Starting at the line that contains "Task: tag the green foliage", copy each line through the final one exactly as written.

═══

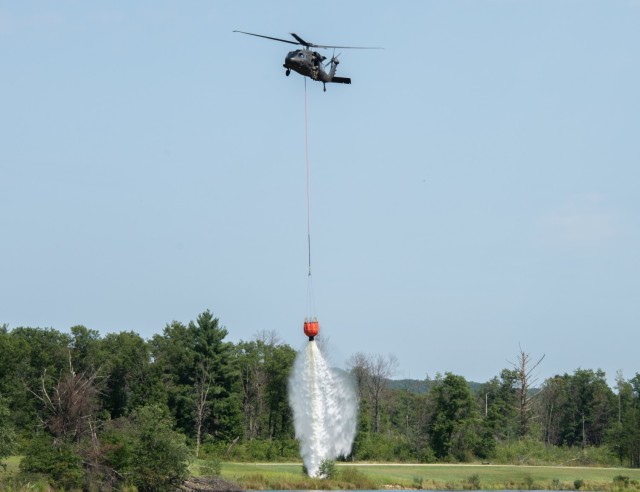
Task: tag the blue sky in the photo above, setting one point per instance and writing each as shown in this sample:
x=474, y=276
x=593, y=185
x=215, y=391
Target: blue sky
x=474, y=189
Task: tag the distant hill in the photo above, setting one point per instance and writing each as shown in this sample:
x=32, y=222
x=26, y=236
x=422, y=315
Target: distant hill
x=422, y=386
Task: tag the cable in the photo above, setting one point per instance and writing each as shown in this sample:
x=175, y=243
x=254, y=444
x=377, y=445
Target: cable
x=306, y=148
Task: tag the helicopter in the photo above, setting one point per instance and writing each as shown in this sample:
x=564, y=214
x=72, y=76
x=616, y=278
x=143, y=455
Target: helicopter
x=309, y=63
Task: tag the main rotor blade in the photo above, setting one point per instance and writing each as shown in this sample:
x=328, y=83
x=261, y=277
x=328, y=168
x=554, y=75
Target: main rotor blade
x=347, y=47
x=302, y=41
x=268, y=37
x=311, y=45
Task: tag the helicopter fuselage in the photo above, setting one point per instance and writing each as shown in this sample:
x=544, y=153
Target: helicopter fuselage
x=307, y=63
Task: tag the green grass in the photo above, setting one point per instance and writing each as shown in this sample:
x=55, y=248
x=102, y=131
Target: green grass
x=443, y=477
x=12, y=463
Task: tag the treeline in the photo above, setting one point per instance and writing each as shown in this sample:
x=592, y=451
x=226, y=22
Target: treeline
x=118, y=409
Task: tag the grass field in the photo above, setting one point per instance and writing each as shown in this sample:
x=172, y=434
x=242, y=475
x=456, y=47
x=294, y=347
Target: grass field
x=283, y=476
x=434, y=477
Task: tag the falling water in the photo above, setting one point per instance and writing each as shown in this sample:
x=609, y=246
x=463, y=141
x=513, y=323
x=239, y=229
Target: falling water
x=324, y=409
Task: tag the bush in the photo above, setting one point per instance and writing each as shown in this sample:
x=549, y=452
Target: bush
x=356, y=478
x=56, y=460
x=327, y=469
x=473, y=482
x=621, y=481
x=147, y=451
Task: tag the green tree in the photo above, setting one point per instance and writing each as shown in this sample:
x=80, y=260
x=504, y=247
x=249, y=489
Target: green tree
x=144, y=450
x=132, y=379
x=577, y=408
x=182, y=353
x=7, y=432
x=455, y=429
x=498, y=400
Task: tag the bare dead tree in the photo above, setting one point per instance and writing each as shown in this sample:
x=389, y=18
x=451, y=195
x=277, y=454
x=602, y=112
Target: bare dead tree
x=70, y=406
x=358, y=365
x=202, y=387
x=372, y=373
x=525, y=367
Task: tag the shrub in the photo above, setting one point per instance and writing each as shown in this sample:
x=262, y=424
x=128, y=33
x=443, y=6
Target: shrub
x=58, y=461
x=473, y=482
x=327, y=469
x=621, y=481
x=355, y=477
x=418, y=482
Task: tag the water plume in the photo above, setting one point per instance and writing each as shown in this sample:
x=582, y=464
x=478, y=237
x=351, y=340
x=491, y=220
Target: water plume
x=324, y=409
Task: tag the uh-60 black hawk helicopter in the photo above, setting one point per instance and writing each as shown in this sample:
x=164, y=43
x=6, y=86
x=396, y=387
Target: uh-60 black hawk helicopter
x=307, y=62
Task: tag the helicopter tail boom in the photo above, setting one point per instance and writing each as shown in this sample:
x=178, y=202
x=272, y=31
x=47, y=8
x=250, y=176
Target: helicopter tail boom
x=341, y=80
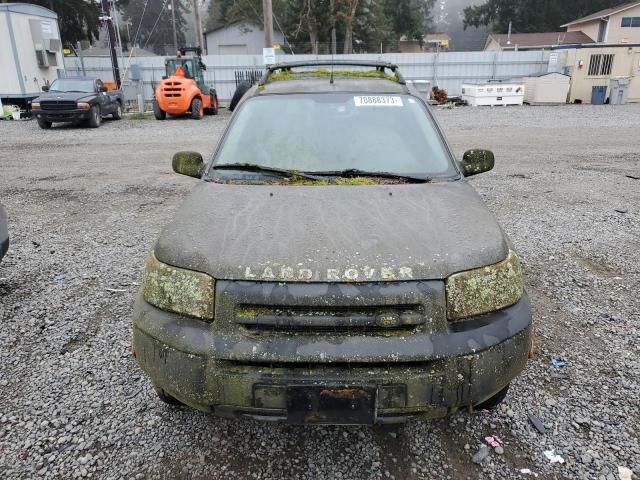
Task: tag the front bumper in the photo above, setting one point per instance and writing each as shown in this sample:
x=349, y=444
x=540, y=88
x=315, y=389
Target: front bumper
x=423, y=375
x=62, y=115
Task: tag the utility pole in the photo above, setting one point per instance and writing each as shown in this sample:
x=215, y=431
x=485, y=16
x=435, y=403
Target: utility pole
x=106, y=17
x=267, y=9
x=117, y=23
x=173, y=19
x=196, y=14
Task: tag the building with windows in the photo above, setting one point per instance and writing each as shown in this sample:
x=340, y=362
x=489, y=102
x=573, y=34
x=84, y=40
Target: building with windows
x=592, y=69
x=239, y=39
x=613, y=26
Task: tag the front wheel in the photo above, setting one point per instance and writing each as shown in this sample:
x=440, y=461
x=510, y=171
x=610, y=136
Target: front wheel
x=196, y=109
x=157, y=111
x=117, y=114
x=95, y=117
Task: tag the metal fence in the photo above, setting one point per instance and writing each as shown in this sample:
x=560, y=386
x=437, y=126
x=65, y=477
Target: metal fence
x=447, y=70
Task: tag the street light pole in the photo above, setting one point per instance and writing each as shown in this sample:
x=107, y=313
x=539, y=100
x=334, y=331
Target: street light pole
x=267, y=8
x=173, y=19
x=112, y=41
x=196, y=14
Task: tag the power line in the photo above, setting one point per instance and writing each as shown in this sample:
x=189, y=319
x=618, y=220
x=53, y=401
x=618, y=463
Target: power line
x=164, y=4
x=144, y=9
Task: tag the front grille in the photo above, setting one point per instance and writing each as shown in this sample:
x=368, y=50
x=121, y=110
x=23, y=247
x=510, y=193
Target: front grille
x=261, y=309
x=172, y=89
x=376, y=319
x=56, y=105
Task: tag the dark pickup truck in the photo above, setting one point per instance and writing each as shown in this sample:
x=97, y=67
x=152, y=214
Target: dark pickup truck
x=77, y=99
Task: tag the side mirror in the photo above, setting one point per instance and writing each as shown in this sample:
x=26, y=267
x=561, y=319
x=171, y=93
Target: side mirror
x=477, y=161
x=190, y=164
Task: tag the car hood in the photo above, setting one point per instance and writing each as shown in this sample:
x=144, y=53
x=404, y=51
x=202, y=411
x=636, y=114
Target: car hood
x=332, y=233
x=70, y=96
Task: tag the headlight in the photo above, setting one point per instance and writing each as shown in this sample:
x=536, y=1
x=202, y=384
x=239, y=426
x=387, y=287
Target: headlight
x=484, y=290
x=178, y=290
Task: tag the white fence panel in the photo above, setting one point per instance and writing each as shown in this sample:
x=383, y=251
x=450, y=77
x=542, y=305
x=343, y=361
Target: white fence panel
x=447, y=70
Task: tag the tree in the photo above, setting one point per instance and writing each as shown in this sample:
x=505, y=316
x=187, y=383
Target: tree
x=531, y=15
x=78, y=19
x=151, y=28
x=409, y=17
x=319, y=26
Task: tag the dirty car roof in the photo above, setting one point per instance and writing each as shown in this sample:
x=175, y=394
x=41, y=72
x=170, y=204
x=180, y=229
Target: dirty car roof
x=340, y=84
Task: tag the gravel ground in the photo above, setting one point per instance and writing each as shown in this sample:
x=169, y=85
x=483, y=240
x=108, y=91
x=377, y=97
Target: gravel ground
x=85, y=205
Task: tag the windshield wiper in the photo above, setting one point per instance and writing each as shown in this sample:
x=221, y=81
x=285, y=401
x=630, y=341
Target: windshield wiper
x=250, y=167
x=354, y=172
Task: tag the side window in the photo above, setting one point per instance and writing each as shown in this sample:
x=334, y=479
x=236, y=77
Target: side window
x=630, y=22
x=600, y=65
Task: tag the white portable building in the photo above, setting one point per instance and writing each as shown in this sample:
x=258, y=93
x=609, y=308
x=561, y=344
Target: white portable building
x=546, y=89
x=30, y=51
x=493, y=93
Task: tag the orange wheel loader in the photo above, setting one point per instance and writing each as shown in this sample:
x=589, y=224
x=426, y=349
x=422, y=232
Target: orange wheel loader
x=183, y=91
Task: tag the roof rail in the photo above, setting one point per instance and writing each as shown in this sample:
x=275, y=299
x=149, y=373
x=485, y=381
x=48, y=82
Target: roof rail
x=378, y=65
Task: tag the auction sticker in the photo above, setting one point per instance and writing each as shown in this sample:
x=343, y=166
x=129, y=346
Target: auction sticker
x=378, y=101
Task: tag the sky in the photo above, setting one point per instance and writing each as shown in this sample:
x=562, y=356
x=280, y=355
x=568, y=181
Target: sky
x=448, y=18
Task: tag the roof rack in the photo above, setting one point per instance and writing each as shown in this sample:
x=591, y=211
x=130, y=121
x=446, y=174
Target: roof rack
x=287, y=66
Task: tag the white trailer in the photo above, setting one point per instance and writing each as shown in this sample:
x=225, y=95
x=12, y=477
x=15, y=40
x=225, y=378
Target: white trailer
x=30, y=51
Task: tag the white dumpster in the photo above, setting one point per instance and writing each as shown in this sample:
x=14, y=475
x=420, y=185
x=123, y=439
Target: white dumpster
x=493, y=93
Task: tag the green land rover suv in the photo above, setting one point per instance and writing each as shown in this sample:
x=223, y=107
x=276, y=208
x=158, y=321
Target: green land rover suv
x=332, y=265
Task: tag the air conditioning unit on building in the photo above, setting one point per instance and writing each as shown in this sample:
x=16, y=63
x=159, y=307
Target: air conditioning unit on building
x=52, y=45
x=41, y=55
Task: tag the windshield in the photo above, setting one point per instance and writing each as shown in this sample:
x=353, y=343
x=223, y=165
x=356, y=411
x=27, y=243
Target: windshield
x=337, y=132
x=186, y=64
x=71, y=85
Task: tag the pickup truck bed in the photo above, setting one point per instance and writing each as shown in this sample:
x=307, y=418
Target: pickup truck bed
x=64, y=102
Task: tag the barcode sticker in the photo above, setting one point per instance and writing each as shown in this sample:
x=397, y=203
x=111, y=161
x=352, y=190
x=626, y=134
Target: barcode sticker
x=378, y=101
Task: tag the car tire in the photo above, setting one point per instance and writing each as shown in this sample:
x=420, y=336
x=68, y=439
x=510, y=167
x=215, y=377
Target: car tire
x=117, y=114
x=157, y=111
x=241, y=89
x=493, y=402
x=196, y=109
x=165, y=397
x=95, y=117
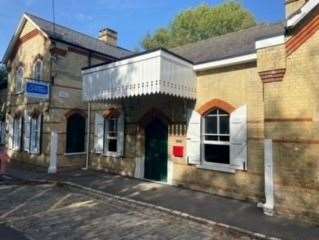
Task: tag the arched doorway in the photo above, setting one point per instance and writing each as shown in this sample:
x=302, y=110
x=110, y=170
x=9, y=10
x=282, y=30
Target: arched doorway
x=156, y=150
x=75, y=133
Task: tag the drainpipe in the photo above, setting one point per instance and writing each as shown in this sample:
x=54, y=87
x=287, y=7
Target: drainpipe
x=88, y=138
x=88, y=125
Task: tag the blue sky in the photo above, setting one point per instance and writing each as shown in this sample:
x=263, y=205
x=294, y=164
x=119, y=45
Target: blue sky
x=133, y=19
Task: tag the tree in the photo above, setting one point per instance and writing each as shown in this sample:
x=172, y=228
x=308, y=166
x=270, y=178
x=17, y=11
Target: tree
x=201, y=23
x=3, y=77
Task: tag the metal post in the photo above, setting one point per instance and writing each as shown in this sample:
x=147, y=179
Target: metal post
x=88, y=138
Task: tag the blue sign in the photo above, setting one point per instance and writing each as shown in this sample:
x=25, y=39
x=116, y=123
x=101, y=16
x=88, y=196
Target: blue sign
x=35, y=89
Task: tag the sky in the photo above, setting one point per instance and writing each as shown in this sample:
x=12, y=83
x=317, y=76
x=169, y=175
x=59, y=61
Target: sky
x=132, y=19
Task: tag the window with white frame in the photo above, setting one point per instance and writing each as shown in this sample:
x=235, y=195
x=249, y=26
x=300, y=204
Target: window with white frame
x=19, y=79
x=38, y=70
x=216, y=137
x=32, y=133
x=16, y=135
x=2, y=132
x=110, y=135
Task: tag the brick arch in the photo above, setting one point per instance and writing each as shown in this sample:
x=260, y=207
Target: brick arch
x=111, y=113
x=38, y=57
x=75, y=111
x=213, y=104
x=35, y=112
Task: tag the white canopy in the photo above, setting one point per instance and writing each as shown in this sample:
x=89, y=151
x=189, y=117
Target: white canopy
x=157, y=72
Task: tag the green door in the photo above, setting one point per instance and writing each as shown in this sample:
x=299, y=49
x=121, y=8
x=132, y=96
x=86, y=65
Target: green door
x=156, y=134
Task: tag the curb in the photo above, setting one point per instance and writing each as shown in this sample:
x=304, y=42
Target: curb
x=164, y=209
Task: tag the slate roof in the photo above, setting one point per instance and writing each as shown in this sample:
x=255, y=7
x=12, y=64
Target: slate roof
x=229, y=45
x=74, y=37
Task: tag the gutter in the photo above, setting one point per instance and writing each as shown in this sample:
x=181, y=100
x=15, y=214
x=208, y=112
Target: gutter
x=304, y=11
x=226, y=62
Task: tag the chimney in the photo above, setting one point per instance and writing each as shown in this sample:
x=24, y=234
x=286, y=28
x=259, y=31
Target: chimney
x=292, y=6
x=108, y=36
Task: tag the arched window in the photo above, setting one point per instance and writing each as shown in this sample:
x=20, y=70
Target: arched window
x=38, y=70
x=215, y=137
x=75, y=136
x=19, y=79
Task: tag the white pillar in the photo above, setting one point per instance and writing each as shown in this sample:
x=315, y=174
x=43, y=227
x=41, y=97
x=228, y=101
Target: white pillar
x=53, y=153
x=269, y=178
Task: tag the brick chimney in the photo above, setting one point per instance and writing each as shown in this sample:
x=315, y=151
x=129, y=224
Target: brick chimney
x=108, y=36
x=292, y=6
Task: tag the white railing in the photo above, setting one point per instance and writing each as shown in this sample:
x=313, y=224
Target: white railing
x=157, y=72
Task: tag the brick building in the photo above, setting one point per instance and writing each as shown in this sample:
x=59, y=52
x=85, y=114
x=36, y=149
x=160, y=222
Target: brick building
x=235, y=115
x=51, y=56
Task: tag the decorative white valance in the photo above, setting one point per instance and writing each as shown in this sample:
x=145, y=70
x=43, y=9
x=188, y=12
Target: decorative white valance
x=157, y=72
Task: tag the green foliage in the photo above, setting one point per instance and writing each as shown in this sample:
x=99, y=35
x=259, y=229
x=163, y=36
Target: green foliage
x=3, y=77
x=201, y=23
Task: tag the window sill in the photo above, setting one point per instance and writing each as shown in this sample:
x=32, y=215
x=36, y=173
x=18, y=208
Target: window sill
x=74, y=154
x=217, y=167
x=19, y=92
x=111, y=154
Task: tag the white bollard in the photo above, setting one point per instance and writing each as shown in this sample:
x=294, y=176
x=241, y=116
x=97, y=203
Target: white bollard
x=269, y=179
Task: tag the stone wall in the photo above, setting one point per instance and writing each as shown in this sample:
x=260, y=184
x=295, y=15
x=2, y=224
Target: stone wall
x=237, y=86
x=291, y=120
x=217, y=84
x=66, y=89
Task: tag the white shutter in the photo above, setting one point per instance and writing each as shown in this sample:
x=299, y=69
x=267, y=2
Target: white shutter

═══

### [ANSWER TO THE EXERCISE]
Task: tag the green foliage in the photo above, setting one point per instance and writing each as shown in this sample:
x=99, y=35
x=259, y=229
x=163, y=36
Target: green foliage
x=3, y=77
x=201, y=23
Task: tag the window sill in the photo above, setting one point per instance and writing each as shown in this sample:
x=32, y=215
x=36, y=173
x=18, y=208
Target: window sill
x=74, y=154
x=217, y=167
x=19, y=92
x=111, y=154
Task: tag the white bollard in the photo above, setting one point per instance and writing each as shown in this sample:
x=294, y=176
x=241, y=116
x=97, y=203
Target: white bollard
x=269, y=179
Task: tag the stone wall in the photo above, setting one point per instance and writing each as shown in this sample:
x=260, y=184
x=295, y=15
x=2, y=224
Target: stone wall
x=237, y=86
x=291, y=120
x=217, y=84
x=66, y=89
Task: tag the white shutter in the photo above, setting one point per instance and writing each as shown in this sample:
x=299, y=69
x=267, y=2
Target: white shutter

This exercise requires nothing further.